§ Alıştırma Yönergeleri:
1 - İş cinayetleri metnine göre 1992 Kozlu Maden Faciası'nda kaç madenci yaşamını yitirmiştir?
2 - İş cinayetleri metninde "3 Mart tarihi, ülkemizin" sözcüklerinden başlayıp "olarak ilan edilmiştir." sözcüklerine kadar uzanan bölümü hiçbir değişiklik yapmadan aktarınız.
3 - İş cinayetleri metnini kaldığı yerden devam ettiriniz.

§ Metin:
^^^^
3 Mart tarihi, ülkemizin en önemli maden facialarından biri olan ve 263 madencinin yaşamını yitirdiği 1992 Kozlu Maden Faciası’nın yıldönümüdür. Ülkemizdeki iş cinayetlerine dikkat çekebilmek, işçi sağlığının ve iş güvenliğinin önemini vurgulamak için bu tarih “İş Cinayetlerine Karşı Mücadele Günü” olarak ilan edilmiştir.
İş kazaları ve meslek hastalıklarına ilişkin istatistikler SGK tarafından açıklanmakta, ayrıca İSİG Meclisi her ay ağırlıklı olarak basın yayın organlarından derlediği haberler sonucu oluşturduğu istatistikleri açıklamaktadır. Yaşanan iş kazaları ve iş cinayetleri kayıtlara işlendikçe gerçek tablo belirginleşmektedir.
Resmi rakamlara göre 2012-2016 yılları arasında ülkemizde 1.015.211 iş kazası gerçekleşmiş ve bu kazalarda toplam 6.387 kişi hayatını yitirmiştir. Kayıt dışı çalışmanın yaygınlığı ve iş kazalarının bildirilme oranının azlığı gözönüne alındığında gerçek tablonun çok daha ağır olduğu söylenebilir.
İŞ KAZASI DEĞİL CİNAYET!
Çalışma ortamında işçilerin hastalanmalarına ve kazaya uğramalarına yol açan etmenler bulunmaktadır. Bu koşullar ortadan kaldırılmadığı zaman işçiler meslek hastalıklarına yakalanmakta, sakat kalmakta veya hayatını kaybetmektedir. Çalışanların hastalanmaması, sakat kalmaması ve hayatını kaybetmemesi için yapılan çalışmalara İşçi Sağlığı ve İş Güvenliği denilmektedir.
İşçi Sağlığı ve İş Güvenliği konusunda özel bir kanun ve onlarca yönetmelik bulunmaktadır. Bu düzenlemelerin bir kısmı teknik düzenlemeler olup AB ve ILO düzenlemeleri çerçevesinde hazırlanmıştır. Ancak, İSG Kuruluna ilişkin, işyerlerinde İSİG organizasyonuna ilişkin düzenlemelerde işçi yok sayılmaktadır. Bunun yanında İş Kanunu, Sendikalar Kanunu başta olmak üzere birçok düzenleme aynı zamanda işçi sağlığı ve iş güvenliğini de ilgilendirmektedir. Bu düzenlemelerde işveren çıkarları önceliklidir.
İşçi Sağlığı ve İş Güvenliği küresel boyutta bir sorundur. Her yıl işle ilgili kaza ve hastalıklar sonucunda 3,2 milyondan fazla kişi hayatını kaybetmektedir. Ayrıca her yıl 160 milyon yeni meslek hastalığı vakası ile 300 milyon ölümcül olmayan iş kazası meydana gelmektedir.
Ülkemizde yılda yaklaşık 2000 işçi iş kazaları sonucu yaşamını yitirmektedir. Meslek hastalıkları ise tespit edilmemektedir. Yılda 80.000 civarında meslek hastalığı tespit edilmesi gerekirken, tespit edilen meslek hastalığı sayısı 500’de kalmaktadır.
^^^^
Nesnelerin nerede göründüğüne ilişkin veri kümesi satırları
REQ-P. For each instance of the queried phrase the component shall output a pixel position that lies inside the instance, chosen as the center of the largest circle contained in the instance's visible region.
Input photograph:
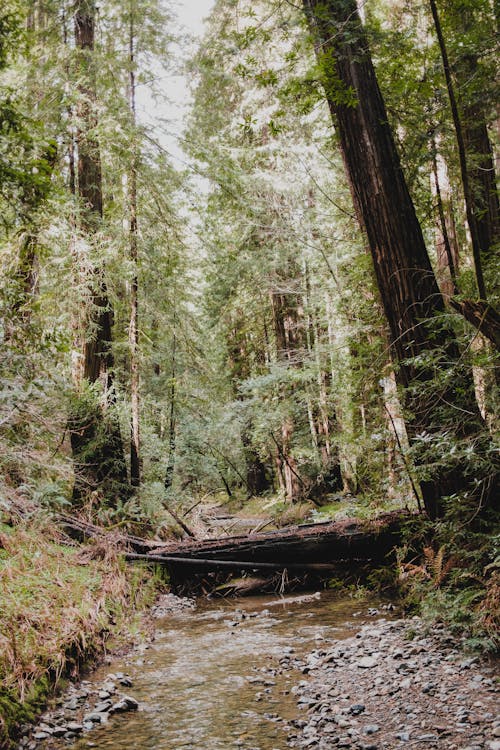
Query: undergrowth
(58, 606)
(450, 573)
^^^^
§ Görev Yanıtları:
1 - 263 madenci yaşamını yitirmiştir.

2 -
3 Mart tarihi, ülkemizin en önemli maden facialarından biri olan ve 263 madencinin yaşamını yitirdiği 1992 Kozlu Maden Faciası’nın yıldönümüdür. Ülkemizdeki iş cinayetlerine dikkat çekebilmek, işçi sağlığının ve iş güvenliğinin önemini vurgulamak için bu tarih “İş Cinayetlerine Karşı Mücadele Günü” olarak ilan edilmiştir.

3 -
İnsanlar çalıştıkları yerde, işyerlerinde hastalanmakta, kazaya uğramaktadırlar, dolayısı ile işyerlerinde çalışanların hastalanmamasını, kazaya uğramamasını sağlamak işverenin görevidir.
İşçilerin ifadeleri ile basına yansıması sonucu, Çalışma ve Sosyal Güvenlik Bakanlığı 3. Havalimanı inşaatında Mayıs 2015’ten itibaren 27 emekçinin hayatını kaybettiğini açıklamak zorunda kalmıştır. Bakanlık açıklamasında 27 emekçinin hayatını kaybetmesini oldukça doğal karşılayarak basında yer alan haberlere tepki göstermiştir. Bu açıklama çalışma yaşamında sorumluluk düzeyinin en tepesinde yer alan bir Bakanlığın iş cinayetlerine karşı hassasiyetin düzeyini ortaya koymaya yetmektedir. İşçi Sağlığı ve İş Güvenliği konusunun yasalar, mevzuatlar ve sorumlu kurum/kuruluşlar tümüyle sorunludur.
ÖLMEK, SAKAT KALMAK İSTEMİYORUZ!
İŞ CİNAYETLERİNE SON!
İş cinayetlerini önlemek için atılması gereken ilk adım, İşçi Sağlığı ve İş Güvenliği konusuna kamusal bir anlayışla yaklaşmaktır. Başta, 4857 sayılı İş Kanunu ve 6331 sayılı İş Sağlığı ve Güvenliği Kanunu olmak üzere bu alana ilişkin tüm yasalar, kamusal bir bakış açısıyla yeniden düzenlenmelidir.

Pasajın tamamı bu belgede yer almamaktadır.